» **Assignment**: Identify and pull out each line of the entries in which "instance" occurs.

Data section below:

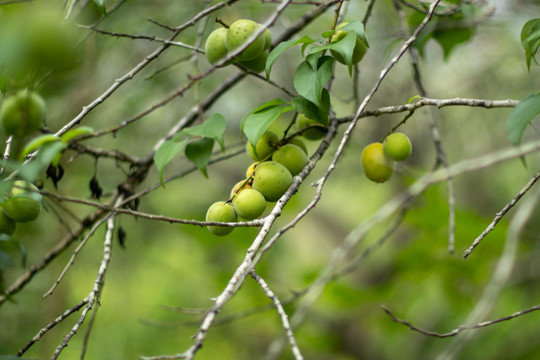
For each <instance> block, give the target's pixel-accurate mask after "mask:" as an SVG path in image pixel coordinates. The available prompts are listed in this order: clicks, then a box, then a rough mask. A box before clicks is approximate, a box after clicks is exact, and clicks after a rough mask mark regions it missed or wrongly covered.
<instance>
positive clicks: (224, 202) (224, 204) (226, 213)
mask: <svg viewBox="0 0 540 360" xmlns="http://www.w3.org/2000/svg"><path fill="white" fill-rule="evenodd" d="M237 220H238V216H237V215H236V211H235V210H234V207H233V206H232V204H231V203H228V202H225V201H217V202H215V203H213V204H212V205H211V206H210V207H209V208H208V211H207V212H206V221H219V222H236V221H237ZM208 230H209V231H210V232H211V233H212V234H214V235H218V236H225V235H227V234H230V233H231V232H232V231H233V230H234V228H233V227H230V226H208Z"/></svg>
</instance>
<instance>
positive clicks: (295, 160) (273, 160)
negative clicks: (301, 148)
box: [272, 144, 308, 176]
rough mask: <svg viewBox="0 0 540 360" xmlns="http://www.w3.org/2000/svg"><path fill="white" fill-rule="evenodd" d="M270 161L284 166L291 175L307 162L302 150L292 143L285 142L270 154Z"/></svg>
mask: <svg viewBox="0 0 540 360" xmlns="http://www.w3.org/2000/svg"><path fill="white" fill-rule="evenodd" d="M272 161H275V162H278V163H280V164H281V165H283V166H285V167H286V168H287V170H289V172H290V173H291V175H293V176H294V175H298V174H299V173H300V171H302V169H303V168H304V167H305V166H306V164H307V163H308V158H307V155H306V153H305V152H304V150H302V149H301V148H300V147H299V146H297V145H294V144H285V145H283V146H282V147H280V148H279V149H277V150H276V151H274V153H273V154H272Z"/></svg>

End of Data section.

» **Solution for this task**:
For each <instance> block, give the target's pixel-accurate mask after "mask:" as an SVG path in image pixel coordinates. The available prompts are listed in this order: clicks, then a box, then a rough mask. A box before clicks is approximate, a box after clicks is exact, and clicks after a rough mask mark regions it missed or wrongly covered.
<instance>
</instance>
<instance>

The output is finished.